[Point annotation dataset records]

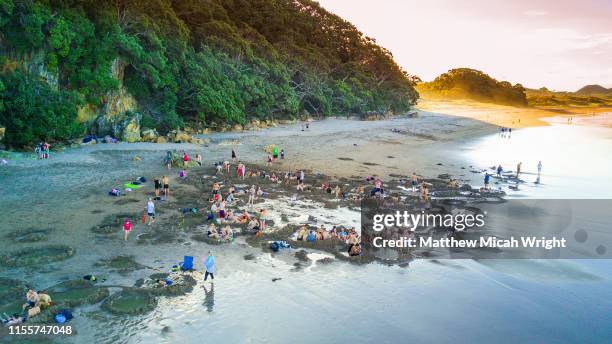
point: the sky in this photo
(559, 44)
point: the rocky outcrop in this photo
(149, 135)
(178, 136)
(125, 127)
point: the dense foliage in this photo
(204, 61)
(465, 83)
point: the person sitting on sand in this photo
(151, 211)
(244, 217)
(212, 231)
(230, 197)
(414, 181)
(302, 233)
(222, 206)
(311, 237)
(355, 250)
(337, 191)
(253, 225)
(424, 195)
(32, 299)
(343, 235)
(252, 195)
(44, 300)
(262, 218)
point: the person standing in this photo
(166, 183)
(414, 181)
(209, 266)
(151, 211)
(275, 152)
(127, 228)
(539, 167)
(158, 186)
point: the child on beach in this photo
(166, 184)
(414, 181)
(252, 194)
(424, 196)
(262, 219)
(209, 266)
(127, 228)
(151, 211)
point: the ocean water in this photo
(575, 159)
(447, 301)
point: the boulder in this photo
(149, 135)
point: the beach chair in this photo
(187, 263)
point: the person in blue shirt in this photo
(209, 266)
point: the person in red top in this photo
(127, 228)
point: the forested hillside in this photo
(66, 63)
(465, 83)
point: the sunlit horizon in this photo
(562, 45)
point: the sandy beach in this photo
(78, 228)
(506, 116)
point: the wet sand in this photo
(70, 198)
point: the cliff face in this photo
(109, 64)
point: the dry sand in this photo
(502, 115)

TO BE DONE: Retype every line of the entries above word for word, leaving out the pictures.

THE RESPONSE:
point: the sky in this photo
(559, 44)
point: the rocky outcrop in this photo
(149, 135)
(178, 136)
(125, 127)
point: the dense foliage in this photo
(204, 61)
(465, 83)
point: the person sitting on sand in this photo
(151, 211)
(244, 217)
(212, 231)
(230, 197)
(414, 181)
(302, 233)
(222, 206)
(311, 237)
(355, 250)
(337, 191)
(253, 225)
(424, 195)
(32, 299)
(343, 235)
(252, 195)
(44, 300)
(262, 218)
point: the person standing in this photo
(166, 183)
(414, 181)
(209, 266)
(151, 211)
(275, 152)
(127, 228)
(539, 167)
(158, 186)
point: the child on beach in this photo
(166, 184)
(414, 181)
(252, 194)
(424, 196)
(262, 219)
(209, 266)
(127, 228)
(151, 211)
point: the ocean water in this photo
(575, 159)
(447, 301)
point: the boulder in this photo
(149, 135)
point: the beach chair in this photo
(187, 263)
point: the person in blue shirt in this photo
(209, 266)
point: the person in red top in this photo
(127, 228)
point: the forested hillside in this photo
(66, 63)
(465, 83)
point: the sunlit horizon in this photo
(562, 45)
point: the sandy beach in this photo
(78, 228)
(506, 116)
point: the wet sand in this photo
(70, 198)
point: the cliff face in this photo
(109, 64)
point: the dry sand in this photo
(502, 115)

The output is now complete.